> Problem 1: Decide whether each statement below agrees with the review of the film Ka Fei Shan: Si Zhou. (a) Shi Min photographs tombstones in Singapore's graveyards. (b) The elderly lady warns Shi Min in time to stop the curse. (c) The film had enough money for a lot of special effects. Answer yes or no for each, and quote the words from the review that decide it.
> Problem 2: Write the next part of the review of the film Ka Fei Shan: Si Zhou, picking up after its last sentence.

> Selected text:
○ ○ ○ ○

Original title: Ka Fei Shan: Si Zhou
During the course of an unspecified research project, college student Shi Min wanders Singapore's graveyards and photographs tombstones. One day, she photographs the wrong one. The mandatory mad elderly lady's warning of a terrible curse comes too late, and a ghost latches on to Shi Min. Thanks to the ghostly infection, the student develops a peculiar limp, has short moments of atypical behaviour (aka makes possession faces) and suffers from nightmares of being raped by a gang of five men. She also suffers from a handful of coffee-related terrors. Looks like the (now coffee-hating) ghost that is troubling Shi Min belongs to a woman raped and murdered decades ago by a group of coffee plantation workers. The poor dead darling is still looking for vengeance.
Even if you know as little about a local culture of filmmaking as I do of that in Singapore at this moment, you don't need any of that knowledge to be sure that someone is going to grab a camera, a few amateur actors and make a horror film based on an urban legend in any given place and time. The film at hand is very probably shot without proper permissions, and the lack of a budget prevents the appearance of much special effects beyond a little blood and (very little) ghost make-up. Although the lead actress shows some excellent gymnastics talent at the film's grand finale, which is its own sort of special effect.

○ ○ ○ ○

> Data listing:
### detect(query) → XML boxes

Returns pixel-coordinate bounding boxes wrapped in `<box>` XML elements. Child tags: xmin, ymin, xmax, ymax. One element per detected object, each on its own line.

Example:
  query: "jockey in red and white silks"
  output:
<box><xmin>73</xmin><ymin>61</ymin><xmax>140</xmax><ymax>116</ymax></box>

○ ○ ○ ○

> Answer space 1:
(a) yes: "wanders Singapore's graveyards and photographs tombstones"
(b) no: "The mandatory mad elderly lady's warning of a terrible curse comes too late"
(c) no: "the lack of a budget prevents the appearance of much special effects"

> Answer space 2:
The script only makes for a thirty minute movie (whose DVD is padded out by a documentary that sees the actors take a stroll around the film's graveyard accompanied by the local paranormal society), but that does at least leave the film without filler and gives it a feeling of tightness.
So, not surprisingly, Curse of the Coffee Hill isn't exactly a masterpiece, but it's perfectly watchable if you take it for the basically good-natured trifle it is. There are certainly worse ways to kill half an hour.